● Given task:
Your task is to retype each line of the data below exactly.

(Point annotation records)
···

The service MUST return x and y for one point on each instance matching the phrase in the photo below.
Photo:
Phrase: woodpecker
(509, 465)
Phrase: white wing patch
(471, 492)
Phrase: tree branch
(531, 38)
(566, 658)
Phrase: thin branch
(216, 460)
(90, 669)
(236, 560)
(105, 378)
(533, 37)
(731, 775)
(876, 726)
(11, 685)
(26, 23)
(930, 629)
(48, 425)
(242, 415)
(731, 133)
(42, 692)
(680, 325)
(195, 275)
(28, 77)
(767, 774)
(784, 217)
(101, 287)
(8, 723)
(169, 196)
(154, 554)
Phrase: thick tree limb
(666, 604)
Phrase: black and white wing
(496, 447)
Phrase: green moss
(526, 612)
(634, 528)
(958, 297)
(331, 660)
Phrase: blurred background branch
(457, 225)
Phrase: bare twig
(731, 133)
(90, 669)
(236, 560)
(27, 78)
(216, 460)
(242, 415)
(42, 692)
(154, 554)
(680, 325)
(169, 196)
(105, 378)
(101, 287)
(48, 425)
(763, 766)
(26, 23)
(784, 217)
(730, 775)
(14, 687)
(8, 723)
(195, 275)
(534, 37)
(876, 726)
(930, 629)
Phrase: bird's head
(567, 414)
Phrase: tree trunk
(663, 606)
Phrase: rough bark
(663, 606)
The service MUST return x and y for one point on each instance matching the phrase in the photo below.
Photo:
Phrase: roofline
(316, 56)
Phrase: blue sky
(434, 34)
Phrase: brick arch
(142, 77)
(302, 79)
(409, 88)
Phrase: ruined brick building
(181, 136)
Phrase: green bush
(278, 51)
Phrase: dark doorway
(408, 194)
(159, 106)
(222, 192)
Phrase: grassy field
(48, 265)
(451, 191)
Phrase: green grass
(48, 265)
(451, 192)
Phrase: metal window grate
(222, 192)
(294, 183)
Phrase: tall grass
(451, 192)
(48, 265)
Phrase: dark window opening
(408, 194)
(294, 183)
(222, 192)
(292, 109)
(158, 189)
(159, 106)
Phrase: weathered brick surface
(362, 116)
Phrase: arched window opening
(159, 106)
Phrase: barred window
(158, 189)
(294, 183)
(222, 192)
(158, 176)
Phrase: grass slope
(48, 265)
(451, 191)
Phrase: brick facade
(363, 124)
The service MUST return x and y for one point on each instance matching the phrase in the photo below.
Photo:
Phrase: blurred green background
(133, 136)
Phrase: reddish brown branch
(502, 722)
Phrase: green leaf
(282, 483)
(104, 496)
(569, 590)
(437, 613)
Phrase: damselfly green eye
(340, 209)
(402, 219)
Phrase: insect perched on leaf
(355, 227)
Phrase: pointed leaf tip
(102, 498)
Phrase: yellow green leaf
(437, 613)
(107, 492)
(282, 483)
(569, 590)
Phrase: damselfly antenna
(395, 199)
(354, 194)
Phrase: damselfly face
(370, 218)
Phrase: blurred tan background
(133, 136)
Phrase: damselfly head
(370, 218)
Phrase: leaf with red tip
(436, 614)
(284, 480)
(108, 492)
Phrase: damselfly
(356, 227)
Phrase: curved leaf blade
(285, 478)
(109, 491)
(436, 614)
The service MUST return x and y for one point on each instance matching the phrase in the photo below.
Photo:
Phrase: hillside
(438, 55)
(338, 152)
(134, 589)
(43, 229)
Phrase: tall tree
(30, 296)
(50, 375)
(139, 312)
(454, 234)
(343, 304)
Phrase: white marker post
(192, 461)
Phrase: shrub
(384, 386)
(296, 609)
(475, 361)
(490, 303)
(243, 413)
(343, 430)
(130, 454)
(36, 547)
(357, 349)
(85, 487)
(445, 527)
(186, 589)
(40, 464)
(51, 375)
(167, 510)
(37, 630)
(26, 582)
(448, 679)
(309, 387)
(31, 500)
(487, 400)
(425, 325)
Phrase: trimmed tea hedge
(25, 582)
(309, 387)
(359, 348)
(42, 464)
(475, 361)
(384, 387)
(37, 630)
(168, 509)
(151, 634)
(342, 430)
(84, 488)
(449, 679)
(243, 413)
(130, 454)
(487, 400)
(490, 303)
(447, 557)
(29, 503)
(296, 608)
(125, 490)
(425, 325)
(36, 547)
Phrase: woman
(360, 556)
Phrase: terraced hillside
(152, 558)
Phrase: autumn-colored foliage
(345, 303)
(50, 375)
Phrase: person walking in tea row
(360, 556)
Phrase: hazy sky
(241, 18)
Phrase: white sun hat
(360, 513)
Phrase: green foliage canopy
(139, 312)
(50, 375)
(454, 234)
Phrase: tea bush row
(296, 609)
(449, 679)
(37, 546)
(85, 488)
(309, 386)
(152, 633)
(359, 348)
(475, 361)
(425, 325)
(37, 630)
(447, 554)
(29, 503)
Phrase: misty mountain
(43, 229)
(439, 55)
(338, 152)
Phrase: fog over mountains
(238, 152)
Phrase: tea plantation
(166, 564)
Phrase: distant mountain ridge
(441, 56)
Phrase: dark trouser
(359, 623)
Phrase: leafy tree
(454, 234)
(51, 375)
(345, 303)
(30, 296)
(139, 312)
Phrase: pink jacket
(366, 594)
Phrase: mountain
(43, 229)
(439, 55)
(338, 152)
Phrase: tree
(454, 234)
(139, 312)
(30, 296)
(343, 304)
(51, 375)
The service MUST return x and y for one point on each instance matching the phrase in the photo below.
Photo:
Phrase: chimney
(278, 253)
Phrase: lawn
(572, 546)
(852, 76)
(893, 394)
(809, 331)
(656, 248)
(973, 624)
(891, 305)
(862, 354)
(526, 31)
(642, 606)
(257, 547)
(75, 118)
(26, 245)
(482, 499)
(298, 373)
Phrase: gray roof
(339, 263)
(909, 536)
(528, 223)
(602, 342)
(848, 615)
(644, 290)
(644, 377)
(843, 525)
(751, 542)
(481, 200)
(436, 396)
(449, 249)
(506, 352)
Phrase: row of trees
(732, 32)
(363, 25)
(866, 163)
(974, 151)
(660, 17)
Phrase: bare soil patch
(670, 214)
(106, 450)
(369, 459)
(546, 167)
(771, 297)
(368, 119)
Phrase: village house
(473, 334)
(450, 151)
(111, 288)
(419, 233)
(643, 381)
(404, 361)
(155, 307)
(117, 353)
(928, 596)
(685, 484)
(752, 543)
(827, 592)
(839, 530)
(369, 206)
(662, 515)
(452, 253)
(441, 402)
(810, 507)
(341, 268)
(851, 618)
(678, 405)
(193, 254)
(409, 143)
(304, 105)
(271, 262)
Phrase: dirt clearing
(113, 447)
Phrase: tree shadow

···

● Worked answer:
The service MUST return x and y for one point on each instance matching the phrase in the photo below.
Photo:
Phrase: woodpecker
(509, 465)
Phrase: white wing patch
(471, 492)
Phrase: tree branch
(531, 38)
(566, 658)
Phrase: thin branch
(216, 460)
(90, 669)
(236, 560)
(105, 378)
(533, 37)
(731, 775)
(876, 726)
(11, 685)
(26, 23)
(930, 629)
(48, 425)
(242, 415)
(731, 133)
(42, 692)
(680, 325)
(195, 275)
(28, 77)
(767, 774)
(784, 217)
(101, 287)
(8, 723)
(169, 196)
(154, 554)
Phrase: thick tree limb
(666, 604)
Phrase: black and white wing
(496, 447)
Phrase: green moss
(526, 612)
(634, 528)
(958, 297)
(331, 660)
Phrase: blurred background branch
(457, 225)
Phrase: bare twig
(731, 133)
(90, 669)
(236, 560)
(27, 78)
(216, 460)
(242, 415)
(42, 692)
(154, 554)
(680, 325)
(169, 196)
(105, 378)
(101, 287)
(48, 425)
(763, 766)
(26, 23)
(784, 217)
(730, 775)
(14, 687)
(8, 723)
(195, 275)
(534, 37)
(876, 726)
(930, 629)
Phrase: bird's head
(567, 414)
Phrase: tree trunk
(663, 606)
Phrase: rough bark
(663, 606)
The service MUST return x and y for one point on each instance matching the phrase in the photo below.
Photo:
Phrase: roofline
(316, 56)
Phrase: blue sky
(434, 34)
Phrase: brick arch
(142, 77)
(302, 79)
(409, 88)
Phrase: ruined brick building
(181, 136)
Phrase: green bush
(278, 51)
Phrase: dark doorway
(408, 194)
(159, 106)
(222, 192)
Phrase: grassy field
(48, 265)
(451, 191)
Phrase: green grass
(48, 265)
(451, 192)
Phrase: metal window grate
(222, 192)
(294, 183)
Phrase: tall grass
(451, 192)
(48, 265)
Phrase: dark window opening
(408, 194)
(294, 183)
(222, 192)
(292, 109)
(158, 189)
(159, 106)
Phrase: weathered brick surface
(362, 116)
Phrase: arched window opening
(159, 106)
Phrase: barred window
(158, 189)
(294, 183)
(222, 192)
(158, 176)
Phrase: grass slope
(48, 265)
(451, 191)
Phrase: brick facade
(363, 124)
The service MUST return x and y for one point on each instance matching the phrase in the photo below.
Photo:
Phrase: blurred green background
(133, 136)
Phrase: reddish brown branch
(502, 722)
Phrase: green leaf
(282, 483)
(104, 496)
(569, 590)
(437, 613)
Phrase: damselfly green eye
(340, 209)
(402, 219)
Phrase: insect perched on leaf
(355, 227)
Phrase: pointed leaf tip
(102, 498)
Phrase: yellow green leaf
(437, 613)
(107, 492)
(282, 483)
(569, 590)
Phrase: damselfly antenna
(395, 199)
(354, 194)
Phrase: damselfly face
(370, 218)
Phrase: blurred tan background
(133, 136)
Phrase: damselfly head
(370, 218)
Phrase: leaf with red tip
(436, 614)
(284, 480)
(108, 492)
Phrase: damselfly
(356, 227)
Phrase: curved leaf blade
(285, 478)
(109, 491)
(436, 614)
The service MUST return x and y for one point on each instance matching the phrase in the photo below.
Photo:
Phrase: hillside
(438, 55)
(338, 152)
(134, 589)
(43, 229)
Phrase: tall tree
(30, 296)
(50, 375)
(139, 312)
(454, 234)
(343, 304)
Phrase: white marker post
(192, 461)
Phrase: shrub
(384, 386)
(296, 609)
(475, 361)
(490, 303)
(243, 413)
(343, 430)
(130, 454)
(36, 547)
(357, 349)
(85, 487)
(445, 527)
(186, 589)
(40, 464)
(51, 375)
(167, 510)
(37, 630)
(26, 582)
(448, 679)
(309, 387)
(31, 500)
(487, 400)
(425, 325)
Phrase: trimmed tea hedge
(25, 582)
(309, 387)
(359, 348)
(42, 464)
(475, 361)
(384, 387)
(37, 630)
(168, 509)
(151, 634)
(342, 430)
(84, 488)
(449, 679)
(243, 413)
(130, 454)
(487, 400)
(490, 303)
(447, 557)
(29, 503)
(296, 608)
(125, 490)
(425, 325)
(36, 547)
Phrase: woman
(360, 556)
Phrase: terraced hillside
(152, 558)
Phrase: autumn-colored foliage
(345, 303)
(50, 375)
Phrase: person walking in tea row
(360, 556)
Phrase: hazy sky
(241, 18)
Phrase: white sun hat
(360, 513)
Phrase: green foliage canopy
(139, 312)
(50, 375)
(454, 234)
Phrase: tea bush row
(296, 609)
(449, 679)
(37, 546)
(85, 488)
(309, 386)
(152, 633)
(359, 348)
(475, 361)
(425, 325)
(37, 630)
(447, 554)
(29, 503)
Phrase: misty mountain
(43, 229)
(439, 55)
(338, 152)
Phrase: fog over mountains
(238, 152)
Phrase: tea plantation
(166, 564)
Phrase: distant mountain ridge
(441, 56)
Phrase: dark trouser
(359, 623)
Phrase: leafy tree
(454, 234)
(51, 375)
(345, 303)
(30, 296)
(139, 312)
Phrase: pink jacket
(366, 594)
Phrase: mountain
(43, 229)
(439, 55)
(338, 152)
Phrase: tree
(454, 234)
(139, 312)
(30, 296)
(343, 304)
(51, 375)
The service MUST return x and y for one point on each instance matching the phrase in the photo below.
Photo:
Phrase: chimney
(278, 253)
Phrase: lawn
(572, 546)
(852, 76)
(893, 394)
(809, 331)
(656, 248)
(973, 624)
(891, 305)
(862, 354)
(526, 31)
(642, 606)
(257, 547)
(75, 118)
(26, 245)
(482, 499)
(298, 373)
Phrase: gray roof
(339, 263)
(909, 536)
(528, 223)
(602, 342)
(848, 615)
(644, 290)
(644, 377)
(843, 525)
(751, 542)
(481, 200)
(436, 396)
(449, 249)
(506, 352)
Phrase: row of trees
(732, 32)
(363, 25)
(866, 163)
(974, 151)
(660, 17)
Phrase: bare soil patch
(670, 214)
(106, 450)
(369, 459)
(546, 167)
(771, 297)
(368, 119)
Phrase: village house
(473, 334)
(450, 151)
(111, 288)
(419, 233)
(643, 381)
(404, 361)
(155, 307)
(117, 353)
(928, 596)
(685, 484)
(752, 543)
(827, 592)
(839, 530)
(369, 206)
(662, 515)
(452, 253)
(441, 402)
(810, 507)
(341, 268)
(851, 618)
(678, 405)
(193, 254)
(409, 143)
(304, 105)
(271, 262)
Phrase: dirt clearing
(113, 447)
Phrase: tree shadow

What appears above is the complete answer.